## Page text
• • •

- Born: 1856 Bombay
- Died: 24 June 1946 (aged 89–90) Karachi, British India
- Spouse: Khorshedbanu Katrak
- Children: Sohrab Katrak
- Father: Hormusji Katrak

= Kavasji Katrak =

Parsi businessman born in 1856

Sir Kavasji Hormusji Katrak (1856 - 24 June 1946) was a Parsi businessman of Karachi. He was associated with several institutions in British India. The Sohrab Katrak Parsi Colony was founded by him.

== Early life ==
Kavasji Hormusji Katrak was born in 1856. His father was Sir Hormusji Katrak, a prominent Parsi that had been knighted by George V. The name 'Katrak' was an ancient family from the Indian subcontinent. Kavasji Katrak was living in Bombay prior to the start of his business career.

== Career ==
In 1874, Katrak left Bombay to begin his career. He came to Rawalpindi and found employment at Jamasji & Sons, where he worked at for a period of 18 years, before eventually coming to Karachi, where he established Katrak & Co in 1891. Katrak & Co. was an import company, which became very successful. He served on several Government organisations, including the Karachi Port Trust, Karachi Municipality, North Western State Railway's Advisory Committee, and the Daily Gazette

== Philanthropy ==
Katrak was part of several philanthropic projects, including the Virbaijee Katrak Maternity Wing (constructed in 1917 as an extension to the Lady Dufferin Hospital), the Khorshedbai Katrak Parsi Home, the YMZA (Young Mens Zoroastrian Association), the Hormusji Katrak Hall (erected in 1920), the Sohrab Katrak library, the Katrak Swimming Bath (since declared a heritage site) and the Sohrab Katrak Parsi Colony. As a result of his philanthropic contributions, he was appointed an Associate Commander of the Most Venerable Order of Saint John in 1941. The land for the Parsi General Hospital in Karachi was donated by Katrak in 1942.

== Personal life ==
Katrak married Khorshed Banu and had one son and five daughters.

His son, Sohrab Katrak served as Mayor of Karachi and authored three books, Message Eternal, Who are the Parsis and Through Amanullah's Afghanistan.

His daughters include Meherbai, who married Burjorji Madan, son of Jamshedji Framji Madan and Dinbai, a social worker who married Indian cricketer Hormasji Vajifdar.

Katrak was a Freemason, having joined the fraternity in 1877 during his time in Rawalpindi. He was knighted by George V on 1 January 1942.

== Death ==
Katrak died on 24 June 1946 in Karachi.

• • •

## Saved entries
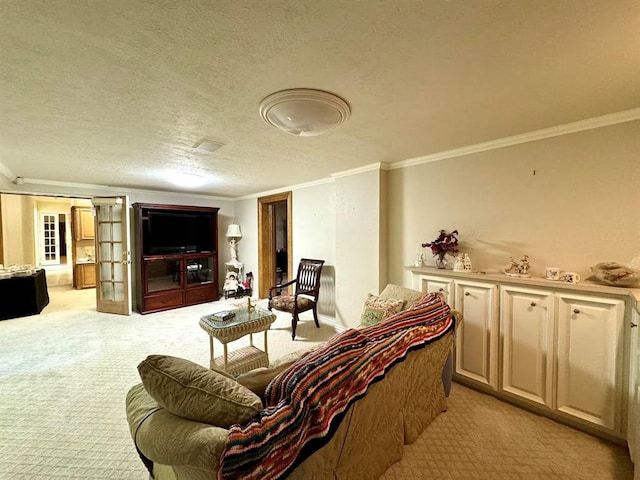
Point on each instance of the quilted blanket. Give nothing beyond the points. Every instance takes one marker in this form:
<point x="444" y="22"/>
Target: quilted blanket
<point x="306" y="403"/>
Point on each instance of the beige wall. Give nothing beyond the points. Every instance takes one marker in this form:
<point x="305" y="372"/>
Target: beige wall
<point x="18" y="230"/>
<point x="581" y="206"/>
<point x="314" y="236"/>
<point x="359" y="254"/>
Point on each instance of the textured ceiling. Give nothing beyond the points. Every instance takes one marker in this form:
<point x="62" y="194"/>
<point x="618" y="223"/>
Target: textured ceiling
<point x="117" y="92"/>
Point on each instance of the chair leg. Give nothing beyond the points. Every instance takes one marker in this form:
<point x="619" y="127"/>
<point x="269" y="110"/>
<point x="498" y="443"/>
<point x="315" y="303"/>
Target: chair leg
<point x="294" y="324"/>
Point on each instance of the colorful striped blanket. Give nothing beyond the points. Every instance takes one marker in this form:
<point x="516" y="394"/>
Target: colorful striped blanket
<point x="306" y="403"/>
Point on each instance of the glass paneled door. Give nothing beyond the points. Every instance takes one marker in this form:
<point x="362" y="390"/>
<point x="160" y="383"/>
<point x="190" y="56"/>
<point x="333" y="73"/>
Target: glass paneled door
<point x="113" y="255"/>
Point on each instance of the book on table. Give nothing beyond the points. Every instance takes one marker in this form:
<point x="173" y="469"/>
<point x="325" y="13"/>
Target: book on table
<point x="223" y="316"/>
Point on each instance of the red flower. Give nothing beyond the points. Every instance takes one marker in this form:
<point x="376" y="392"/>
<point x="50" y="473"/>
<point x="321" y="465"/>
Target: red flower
<point x="447" y="242"/>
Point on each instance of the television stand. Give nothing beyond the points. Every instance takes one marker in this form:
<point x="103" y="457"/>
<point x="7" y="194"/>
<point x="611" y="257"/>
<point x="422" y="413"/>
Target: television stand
<point x="177" y="277"/>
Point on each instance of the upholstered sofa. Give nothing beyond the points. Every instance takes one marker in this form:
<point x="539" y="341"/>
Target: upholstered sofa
<point x="342" y="411"/>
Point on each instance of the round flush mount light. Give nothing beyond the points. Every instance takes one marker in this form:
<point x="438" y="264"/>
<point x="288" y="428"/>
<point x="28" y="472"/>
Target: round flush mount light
<point x="304" y="112"/>
<point x="187" y="180"/>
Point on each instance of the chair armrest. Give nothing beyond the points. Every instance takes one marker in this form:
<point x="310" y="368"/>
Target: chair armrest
<point x="277" y="287"/>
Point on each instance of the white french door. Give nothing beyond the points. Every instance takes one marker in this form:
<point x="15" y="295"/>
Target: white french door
<point x="113" y="255"/>
<point x="49" y="239"/>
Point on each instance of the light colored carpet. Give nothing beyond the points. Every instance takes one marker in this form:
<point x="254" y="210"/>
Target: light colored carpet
<point x="64" y="375"/>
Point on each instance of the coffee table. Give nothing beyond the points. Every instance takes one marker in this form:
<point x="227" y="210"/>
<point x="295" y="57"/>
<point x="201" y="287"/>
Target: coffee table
<point x="245" y="322"/>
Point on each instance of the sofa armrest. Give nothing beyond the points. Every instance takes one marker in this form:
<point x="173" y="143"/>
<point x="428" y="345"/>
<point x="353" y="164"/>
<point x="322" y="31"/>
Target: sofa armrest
<point x="168" y="439"/>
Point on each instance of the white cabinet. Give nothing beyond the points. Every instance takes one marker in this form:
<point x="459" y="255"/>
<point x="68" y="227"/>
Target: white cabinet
<point x="527" y="332"/>
<point x="590" y="359"/>
<point x="564" y="351"/>
<point x="568" y="351"/>
<point x="476" y="355"/>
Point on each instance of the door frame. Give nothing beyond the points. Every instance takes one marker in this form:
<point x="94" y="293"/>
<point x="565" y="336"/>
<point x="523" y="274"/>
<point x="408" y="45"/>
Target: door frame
<point x="267" y="239"/>
<point x="1" y="235"/>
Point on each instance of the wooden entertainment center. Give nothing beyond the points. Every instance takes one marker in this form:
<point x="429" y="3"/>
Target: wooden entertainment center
<point x="177" y="251"/>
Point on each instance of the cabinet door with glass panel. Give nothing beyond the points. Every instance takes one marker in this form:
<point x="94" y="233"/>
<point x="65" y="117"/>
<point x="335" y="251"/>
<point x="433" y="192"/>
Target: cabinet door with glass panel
<point x="163" y="273"/>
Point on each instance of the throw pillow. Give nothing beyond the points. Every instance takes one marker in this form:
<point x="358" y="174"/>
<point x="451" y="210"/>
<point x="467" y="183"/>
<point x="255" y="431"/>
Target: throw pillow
<point x="377" y="309"/>
<point x="408" y="295"/>
<point x="192" y="391"/>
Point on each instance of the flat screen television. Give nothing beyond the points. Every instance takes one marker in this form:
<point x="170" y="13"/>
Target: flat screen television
<point x="168" y="231"/>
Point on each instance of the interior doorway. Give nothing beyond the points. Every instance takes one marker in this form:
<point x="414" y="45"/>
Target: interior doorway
<point x="274" y="241"/>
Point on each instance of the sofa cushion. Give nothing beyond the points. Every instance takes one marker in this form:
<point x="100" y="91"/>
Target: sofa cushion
<point x="192" y="391"/>
<point x="258" y="379"/>
<point x="377" y="309"/>
<point x="407" y="295"/>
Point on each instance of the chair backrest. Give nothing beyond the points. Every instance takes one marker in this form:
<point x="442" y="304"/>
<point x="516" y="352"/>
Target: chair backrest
<point x="308" y="279"/>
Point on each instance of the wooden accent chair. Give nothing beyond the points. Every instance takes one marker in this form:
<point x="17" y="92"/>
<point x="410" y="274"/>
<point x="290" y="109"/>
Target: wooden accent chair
<point x="305" y="296"/>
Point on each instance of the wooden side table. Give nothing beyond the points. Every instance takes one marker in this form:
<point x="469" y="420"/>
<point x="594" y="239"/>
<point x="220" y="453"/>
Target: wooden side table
<point x="245" y="322"/>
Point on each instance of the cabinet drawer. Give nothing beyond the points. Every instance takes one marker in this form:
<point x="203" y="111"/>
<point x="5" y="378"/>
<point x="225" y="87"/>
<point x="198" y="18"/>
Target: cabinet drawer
<point x="200" y="294"/>
<point x="162" y="301"/>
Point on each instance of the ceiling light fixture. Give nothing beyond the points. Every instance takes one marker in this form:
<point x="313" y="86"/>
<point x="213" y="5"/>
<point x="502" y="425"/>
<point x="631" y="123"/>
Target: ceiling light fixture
<point x="303" y="111"/>
<point x="184" y="179"/>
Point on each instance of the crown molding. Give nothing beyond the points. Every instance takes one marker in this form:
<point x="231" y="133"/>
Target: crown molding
<point x="298" y="186"/>
<point x="100" y="189"/>
<point x="366" y="168"/>
<point x="6" y="172"/>
<point x="574" y="127"/>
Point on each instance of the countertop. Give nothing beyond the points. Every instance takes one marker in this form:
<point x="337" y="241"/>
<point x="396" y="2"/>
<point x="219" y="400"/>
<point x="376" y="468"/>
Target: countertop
<point x="590" y="284"/>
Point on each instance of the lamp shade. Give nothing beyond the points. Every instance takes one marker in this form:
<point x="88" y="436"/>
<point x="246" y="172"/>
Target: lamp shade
<point x="233" y="231"/>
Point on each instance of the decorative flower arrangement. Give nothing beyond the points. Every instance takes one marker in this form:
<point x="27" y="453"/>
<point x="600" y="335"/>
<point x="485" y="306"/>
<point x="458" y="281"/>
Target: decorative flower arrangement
<point x="447" y="242"/>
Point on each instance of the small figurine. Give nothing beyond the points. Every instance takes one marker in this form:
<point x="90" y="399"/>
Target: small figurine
<point x="524" y="266"/>
<point x="458" y="265"/>
<point x="467" y="262"/>
<point x="515" y="269"/>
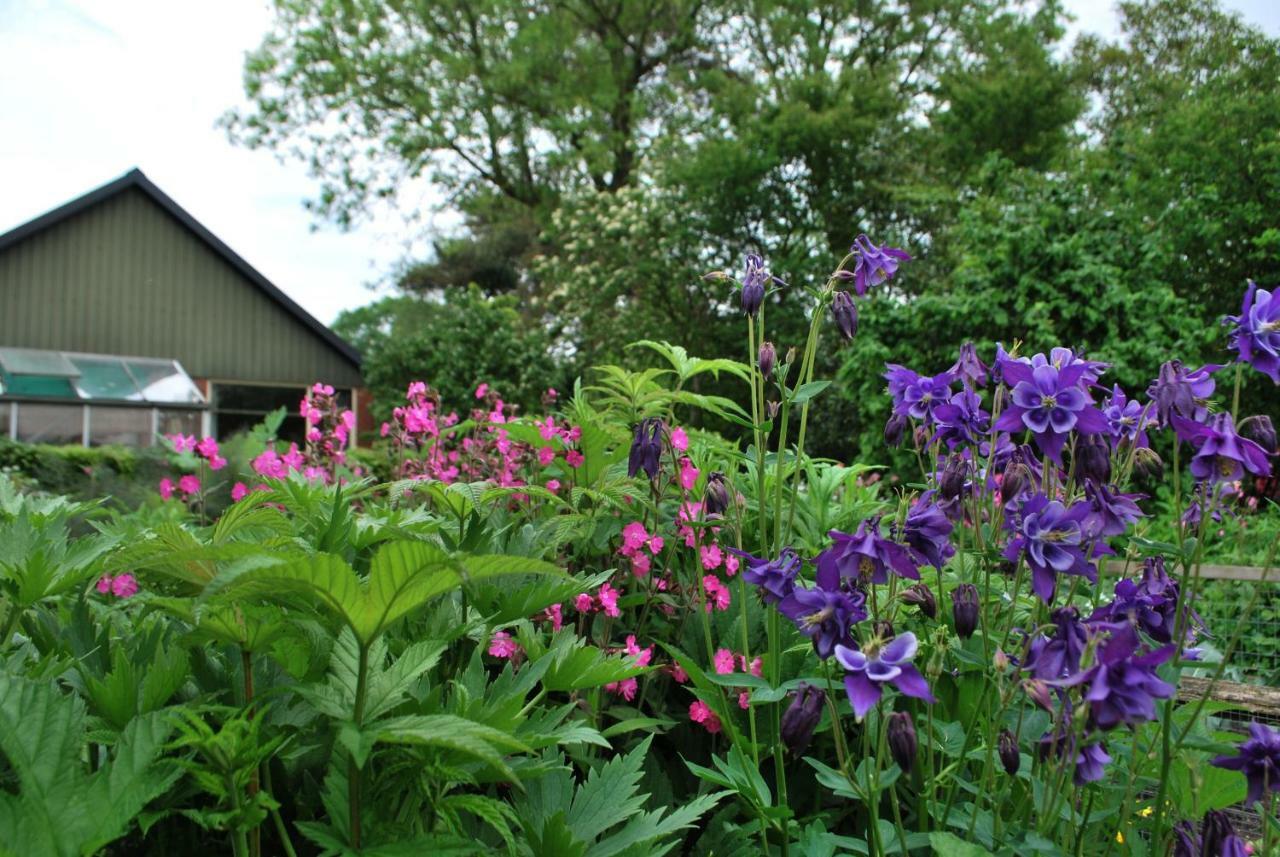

• • •

## Goal of the exercise
Summarize the article on Kavasji Katrak in two sentences. The saved entries are material separate from the article on Kavasji Katrak.

## Exercise answer
Sir Kavasji Hormusji Katrak (1856–1946) was a Parsi businessman of Karachi who, after working for 18 years at Jamasji & Sons in Rawalpindi, established the successful import company Katrak & Co in Karachi in 1891. He served on several Government organisations, took part in many philanthropic projects, including founding the Sohrab Katrak Parsi Colony and donating the land for the Parsi General Hospital in 1942, and was knighted by George V on 1 January 1942.